INSTRUCTIONS FOR THE TASK. Would you please give all the lines below again, exactly as they stand?

** INFORMATION PROVIDED follows **

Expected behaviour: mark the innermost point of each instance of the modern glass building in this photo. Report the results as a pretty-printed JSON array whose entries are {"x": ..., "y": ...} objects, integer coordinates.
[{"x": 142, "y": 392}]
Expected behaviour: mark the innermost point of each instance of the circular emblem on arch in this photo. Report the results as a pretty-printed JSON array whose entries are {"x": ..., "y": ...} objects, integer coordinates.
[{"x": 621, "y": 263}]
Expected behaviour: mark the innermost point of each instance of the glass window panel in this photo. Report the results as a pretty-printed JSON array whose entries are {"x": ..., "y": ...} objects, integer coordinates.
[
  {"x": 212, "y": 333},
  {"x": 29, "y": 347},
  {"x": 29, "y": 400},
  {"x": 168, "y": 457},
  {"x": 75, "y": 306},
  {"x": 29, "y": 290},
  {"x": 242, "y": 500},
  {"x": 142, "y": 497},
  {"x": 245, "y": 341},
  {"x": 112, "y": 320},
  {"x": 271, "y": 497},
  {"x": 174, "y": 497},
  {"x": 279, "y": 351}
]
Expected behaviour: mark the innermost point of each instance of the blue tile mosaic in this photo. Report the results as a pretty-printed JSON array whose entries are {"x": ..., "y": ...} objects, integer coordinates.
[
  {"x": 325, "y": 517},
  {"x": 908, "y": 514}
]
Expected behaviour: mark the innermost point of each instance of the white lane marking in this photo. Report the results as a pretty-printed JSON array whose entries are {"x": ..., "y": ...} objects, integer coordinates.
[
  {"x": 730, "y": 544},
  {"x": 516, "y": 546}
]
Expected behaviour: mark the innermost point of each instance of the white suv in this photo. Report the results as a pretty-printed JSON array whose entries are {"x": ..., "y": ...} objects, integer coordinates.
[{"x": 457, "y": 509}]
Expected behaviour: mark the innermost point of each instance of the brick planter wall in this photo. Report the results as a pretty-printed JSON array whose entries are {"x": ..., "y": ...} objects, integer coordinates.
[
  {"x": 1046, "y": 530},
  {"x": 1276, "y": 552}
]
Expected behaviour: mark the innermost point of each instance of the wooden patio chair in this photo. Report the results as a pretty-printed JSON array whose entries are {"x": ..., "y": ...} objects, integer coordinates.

** End of INFORMATION PROVIDED **

REPLY TO THE TASK.
Expected behaviour: mark the innermost point of each instance of the modern glass building in this photo. Report the results as a pretty-printed JSON array whose entries are {"x": ..., "y": ...} objects, integer coordinates.
[{"x": 142, "y": 392}]
Expected behaviour: mark the innermost point of each instance of the circular emblem on arch in this photo. Report the results as a pretty-printed JSON array whose entries are {"x": ..., "y": ...} objects, integer coordinates.
[{"x": 621, "y": 263}]
Expected behaviour: mark the innermost point of each instance of the glass window panel in this photo. Report the results as a pretty-printed JSON array whose entries are {"x": ..., "y": ...} objects, integer coordinates.
[
  {"x": 212, "y": 333},
  {"x": 29, "y": 347},
  {"x": 29, "y": 400},
  {"x": 168, "y": 457},
  {"x": 75, "y": 306},
  {"x": 29, "y": 290},
  {"x": 242, "y": 500},
  {"x": 142, "y": 497},
  {"x": 245, "y": 341},
  {"x": 112, "y": 320},
  {"x": 271, "y": 497},
  {"x": 174, "y": 497},
  {"x": 279, "y": 351}
]
Expected behaviour: mark the innermost point of each instance of the blue tile mosaic in this photo. Report the results as a pretty-printed JSON array whose entries are {"x": ..., "y": ...} objects, integer coordinates.
[
  {"x": 325, "y": 517},
  {"x": 908, "y": 514}
]
Expected behaviour: mark the innermost point of each instance of the white lane marking in this photo. Report the results as a pretty-printed JSON array whose entries are {"x": ..., "y": ...} objects, integer coordinates.
[
  {"x": 730, "y": 544},
  {"x": 516, "y": 546}
]
Expected behaviour: mark the innermost point of each instance of the white suv in this photo. Report the results as a pretty-printed JSON array whose entries are {"x": ..., "y": ...} objects, integer coordinates.
[{"x": 457, "y": 509}]
Expected behaviour: mark the innermost point of each instance of the brick planter wall in this photo. Report the results as a pretty-printed JSON array whose entries are {"x": ..., "y": ...} objects, integer coordinates.
[
  {"x": 1046, "y": 530},
  {"x": 1276, "y": 552}
]
Expected behaviour: mark the innermost point of each instance of the wooden patio chair in this photo. Report the results as a pretty-printed JSON array whose entries are {"x": ..., "y": ...} objects, integer coordinates.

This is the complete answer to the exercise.